CONSIGNES ET EXIGENCES:
Restituez mot pour mot le passage du texte fourni qui va de « Même s’il n’a » à « l’institution en grammairiens. ».
::: TEXTE FOURNI :::
Ce travail de recherche, qui marque à la fois son intérêt pour la métrique française médiévale et pour la langue et la littérature du Moyen-Âge, a inauguré ses travaux de médiéviste, qu’il poursuivra au sein du Groupe d’études sur le Moyen-Âge et le Seizième siècle (GEMAS), et son attachement à l’étude des questions de métrique. Il est, en tant que médiéviste, l’auteur de plusieurs travaux parmi lesquels un article intitulé « Voir de loin, voir de près dans les Lais de Marie de France : l’instant magique où l’image devient nette » in L’Instant fatal, Actes du colloque international organisé par le CÉRÉdI (Groupe d’Etudes et de recherches Editer/ Interpréter) et le GEMAS (Groupe d’études sur le Moyen-âge et le Seizième siècle), à l’Université de la Manouba. Il est également le directeur d’une thèse intitulée Le personnage sarrasin dans la chanson de geste et l’éditeur scientifique des Actes du colloque  Savant et populaire au Moyen-âge et à la Renaissance  et du colloque La démesure au Moyen-Âge et à la Renaissance, publiés par le GEMAS,  respectivement en 2003 et  2007. Il a publié, en tant que spécialiste de la métrique française, dans La Revue de littérature moderne, en 1988, un article intitulé « Les rimes onomastiques dans la Première Série de la Légende des Siècles ».

Même s’il n’a assuré durant toute sa carrière  que des cours de versification, de syntaxe, de  phonétique, de phonologie, de morphologie, de  lexicologie, de sémantique et de grammaire historique ( Moyen-Âge et 16ème ) et jamais de cours de littérature, ce qui était frustrant pour lui, ses travaux de recherche et les travaux qu’il a encadrés montrent  la nostalgie de ce grand lecteur pour sa vocation première et une  passion pour la littérature restée intacte en dépit du changement de cap dicté par les besoins de l’institution en grammairiens.
::: INFORMATIONS FOURNIES :::
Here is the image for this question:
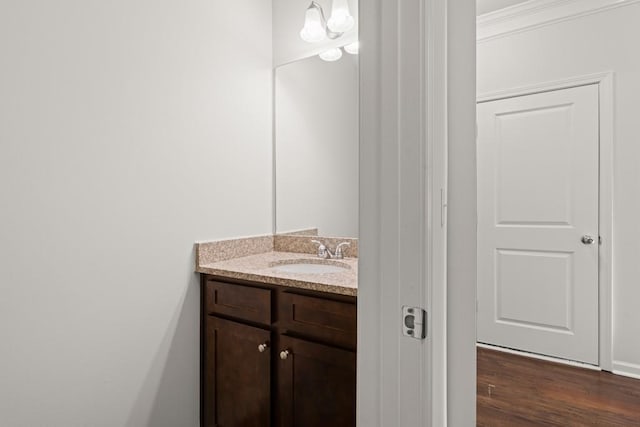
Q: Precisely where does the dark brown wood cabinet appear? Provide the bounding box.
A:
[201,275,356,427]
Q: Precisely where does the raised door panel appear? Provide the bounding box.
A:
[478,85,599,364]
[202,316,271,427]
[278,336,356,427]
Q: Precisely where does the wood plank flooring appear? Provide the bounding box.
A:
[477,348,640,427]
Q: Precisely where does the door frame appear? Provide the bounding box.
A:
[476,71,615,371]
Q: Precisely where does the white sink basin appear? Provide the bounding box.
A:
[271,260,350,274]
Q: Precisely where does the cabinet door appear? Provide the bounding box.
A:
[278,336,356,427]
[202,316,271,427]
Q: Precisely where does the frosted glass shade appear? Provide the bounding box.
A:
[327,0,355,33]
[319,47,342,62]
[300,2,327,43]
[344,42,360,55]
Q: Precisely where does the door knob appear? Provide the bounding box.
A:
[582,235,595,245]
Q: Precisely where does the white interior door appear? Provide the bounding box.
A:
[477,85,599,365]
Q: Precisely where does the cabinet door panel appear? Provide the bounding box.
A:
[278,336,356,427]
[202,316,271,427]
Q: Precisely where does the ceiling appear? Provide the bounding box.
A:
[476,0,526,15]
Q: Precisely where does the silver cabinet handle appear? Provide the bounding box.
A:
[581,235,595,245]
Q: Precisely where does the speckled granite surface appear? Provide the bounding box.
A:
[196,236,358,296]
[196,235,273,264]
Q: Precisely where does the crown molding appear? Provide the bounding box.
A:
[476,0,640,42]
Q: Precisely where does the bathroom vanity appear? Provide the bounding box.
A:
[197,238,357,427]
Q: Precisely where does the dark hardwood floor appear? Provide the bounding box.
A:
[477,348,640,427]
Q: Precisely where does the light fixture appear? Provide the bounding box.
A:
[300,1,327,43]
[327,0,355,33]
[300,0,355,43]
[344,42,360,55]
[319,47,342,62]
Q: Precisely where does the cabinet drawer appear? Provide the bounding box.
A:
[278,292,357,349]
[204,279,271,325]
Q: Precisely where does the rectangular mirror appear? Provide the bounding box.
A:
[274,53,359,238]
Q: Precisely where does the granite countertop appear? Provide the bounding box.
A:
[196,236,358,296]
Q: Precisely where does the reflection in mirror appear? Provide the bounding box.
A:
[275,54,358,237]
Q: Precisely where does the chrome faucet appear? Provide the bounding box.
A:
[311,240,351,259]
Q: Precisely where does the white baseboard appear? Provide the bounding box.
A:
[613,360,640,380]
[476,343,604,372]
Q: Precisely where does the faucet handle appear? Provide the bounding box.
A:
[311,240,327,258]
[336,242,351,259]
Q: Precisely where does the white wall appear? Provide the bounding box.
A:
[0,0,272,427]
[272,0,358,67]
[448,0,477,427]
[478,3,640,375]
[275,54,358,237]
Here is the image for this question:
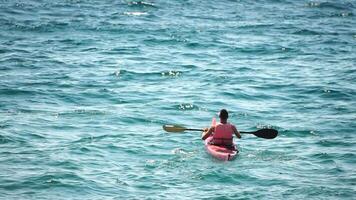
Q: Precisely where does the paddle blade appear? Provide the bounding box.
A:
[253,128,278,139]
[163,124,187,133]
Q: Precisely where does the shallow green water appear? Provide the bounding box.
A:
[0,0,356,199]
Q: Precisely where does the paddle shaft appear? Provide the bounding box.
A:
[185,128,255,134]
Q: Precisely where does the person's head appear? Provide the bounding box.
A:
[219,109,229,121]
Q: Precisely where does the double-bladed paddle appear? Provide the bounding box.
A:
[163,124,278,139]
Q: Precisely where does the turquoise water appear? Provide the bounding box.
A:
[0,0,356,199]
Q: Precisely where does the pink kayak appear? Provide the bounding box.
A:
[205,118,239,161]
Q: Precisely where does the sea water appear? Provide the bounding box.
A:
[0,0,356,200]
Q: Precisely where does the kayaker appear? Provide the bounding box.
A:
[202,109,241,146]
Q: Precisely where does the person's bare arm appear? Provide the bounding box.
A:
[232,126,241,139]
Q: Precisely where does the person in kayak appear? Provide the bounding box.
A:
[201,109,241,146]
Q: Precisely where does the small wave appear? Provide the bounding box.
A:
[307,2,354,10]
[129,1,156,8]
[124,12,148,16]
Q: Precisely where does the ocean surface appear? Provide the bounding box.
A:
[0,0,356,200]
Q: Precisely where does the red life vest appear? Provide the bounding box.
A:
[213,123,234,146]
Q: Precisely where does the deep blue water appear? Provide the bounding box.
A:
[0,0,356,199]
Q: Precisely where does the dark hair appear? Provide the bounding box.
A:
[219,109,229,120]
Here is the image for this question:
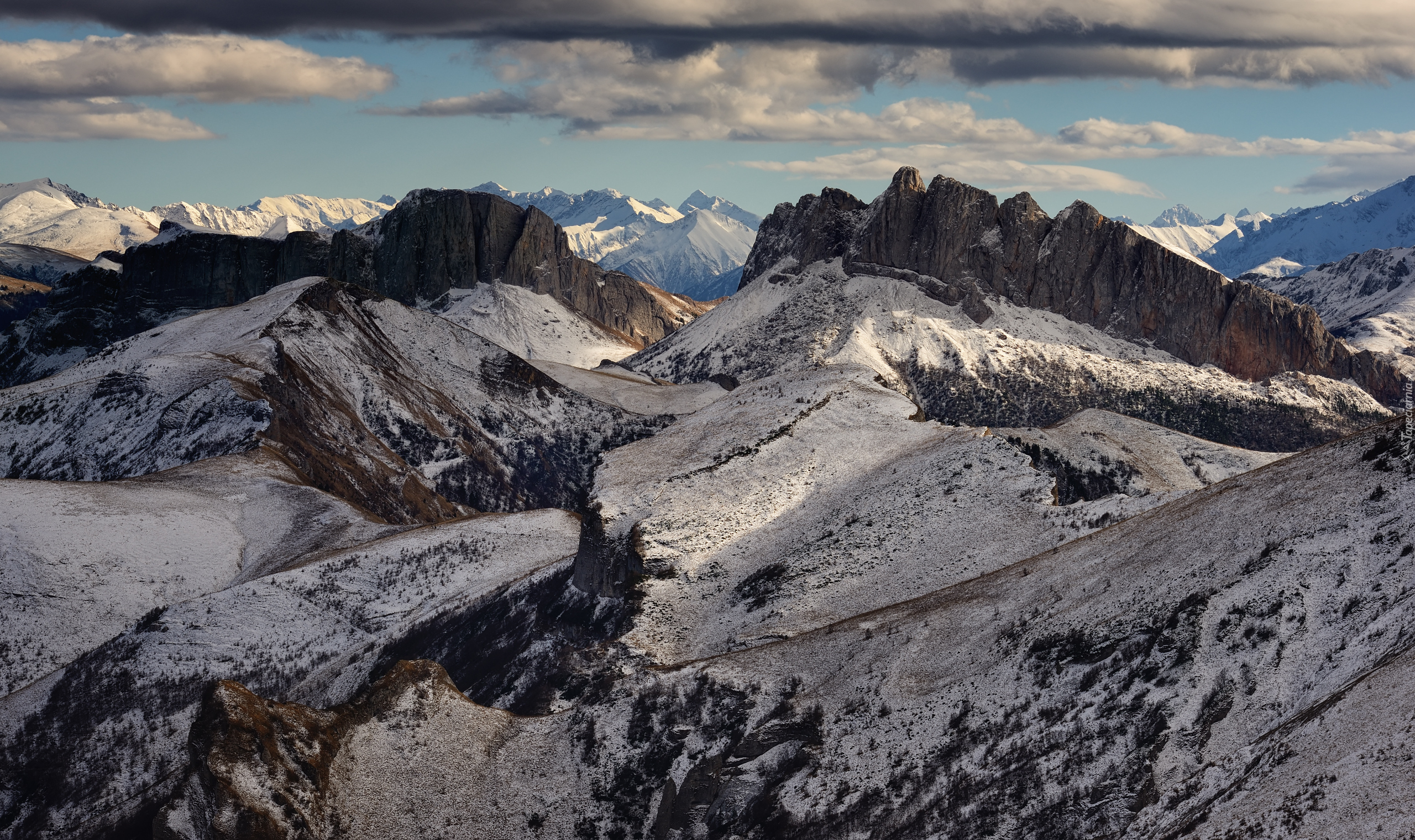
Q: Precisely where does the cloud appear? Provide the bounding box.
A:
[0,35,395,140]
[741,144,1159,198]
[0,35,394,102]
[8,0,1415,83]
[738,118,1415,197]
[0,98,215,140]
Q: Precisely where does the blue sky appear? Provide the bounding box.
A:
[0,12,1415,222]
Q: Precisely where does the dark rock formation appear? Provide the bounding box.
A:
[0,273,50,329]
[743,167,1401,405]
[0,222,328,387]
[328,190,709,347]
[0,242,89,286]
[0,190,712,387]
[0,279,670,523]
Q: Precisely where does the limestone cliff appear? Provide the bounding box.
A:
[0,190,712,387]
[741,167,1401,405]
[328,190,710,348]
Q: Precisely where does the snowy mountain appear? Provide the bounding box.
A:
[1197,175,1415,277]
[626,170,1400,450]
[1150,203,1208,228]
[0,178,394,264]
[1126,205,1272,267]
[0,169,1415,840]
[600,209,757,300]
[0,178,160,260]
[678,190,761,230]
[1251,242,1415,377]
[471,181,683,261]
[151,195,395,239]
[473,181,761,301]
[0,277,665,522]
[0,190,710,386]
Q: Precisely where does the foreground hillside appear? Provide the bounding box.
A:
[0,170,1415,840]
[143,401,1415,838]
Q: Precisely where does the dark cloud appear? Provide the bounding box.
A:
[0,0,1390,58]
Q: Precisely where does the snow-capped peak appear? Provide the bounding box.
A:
:::
RÉPONSE COMPLÈTE:
Même s’il n’a assuré durant toute sa carrière  que des cours de versification, de syntaxe, de  phonétique, de phonologie, de morphologie, de  lexicologie, de sémantique et de grammaire historique ( Moyen-Âge et 16ème ) et jamais de cours de littérature, ce qui était frustrant pour lui, ses travaux de recherche et les travaux qu’il a encadrés montrent  la nostalgie de ce grand lecteur pour sa vocation première et une  passion pour la littérature restée intacte en dépit du changement de cap dicté par les besoins de l’institution en grammairiens.